PROVIDED RECORDS —
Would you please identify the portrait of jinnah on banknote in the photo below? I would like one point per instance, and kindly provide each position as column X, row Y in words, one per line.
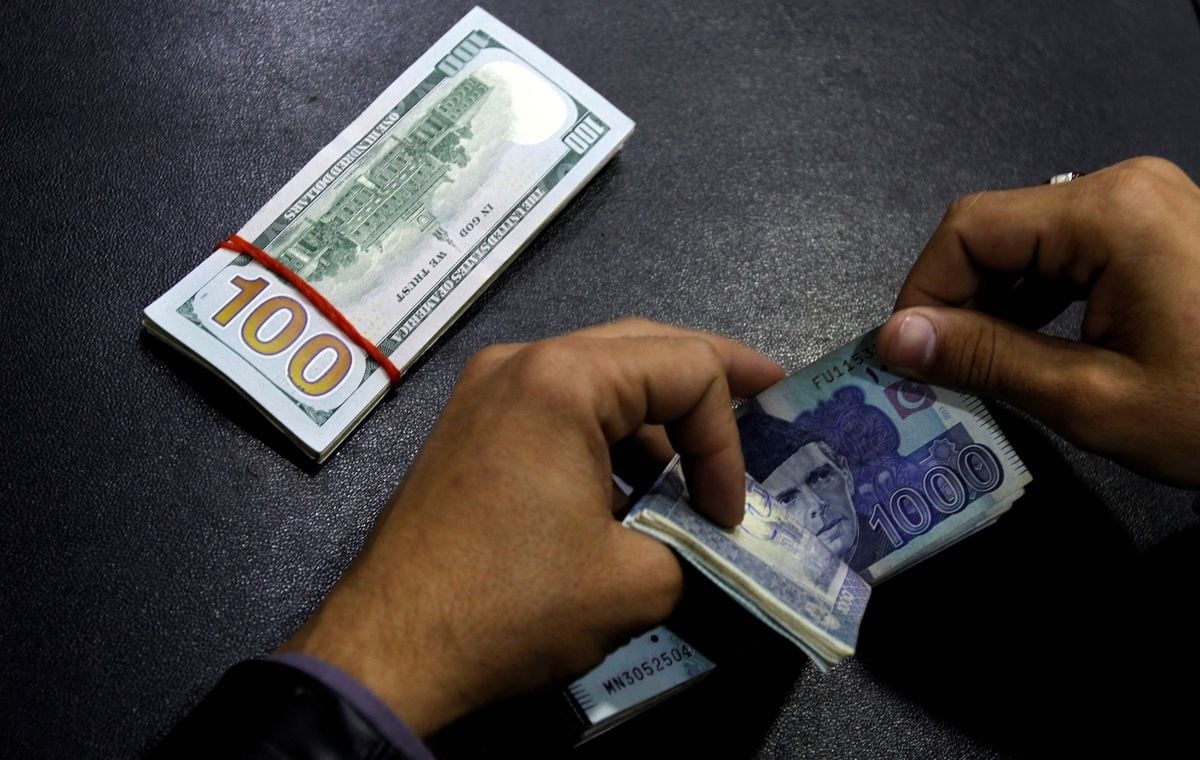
column 882, row 468
column 810, row 480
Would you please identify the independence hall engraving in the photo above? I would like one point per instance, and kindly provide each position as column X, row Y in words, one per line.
column 393, row 191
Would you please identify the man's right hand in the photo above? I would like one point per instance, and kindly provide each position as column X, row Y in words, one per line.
column 1001, row 264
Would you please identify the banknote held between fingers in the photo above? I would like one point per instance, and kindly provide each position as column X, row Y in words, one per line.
column 498, row 566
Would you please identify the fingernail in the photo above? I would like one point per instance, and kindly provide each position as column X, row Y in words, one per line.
column 915, row 342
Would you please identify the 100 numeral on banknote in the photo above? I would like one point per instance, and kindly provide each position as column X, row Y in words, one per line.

WORK REQUIRED — Using the records above, please retype only the run of lines from the line holding "Would you please identify the independence" through the last line, both ends included.

REPLY —
Would you please identify the independence hall engraving in the photo above? I would like one point per instance, and kindly provide each position as column X, row Y in words, one per line.
column 393, row 191
Would you please identify the man's right hand in the photo above? I would like one point per instance, and kindly provide each position as column X, row Y in words, one per line.
column 1001, row 264
Would you please identify the banknote held between fingers in the photo above? I would like one point per instance, and kindly provide each position as column X, row Y in words, one per line.
column 498, row 566
Would you please identify the fingernail in the photo above? I would like one point per instance, and kindly provide each position as column X, row Y in words, one per line.
column 915, row 342
Would you please identify the 100 numeral on banknote in the photo above? I would like one point per instance, and kindly provide each position as column X, row Y in words, one per line.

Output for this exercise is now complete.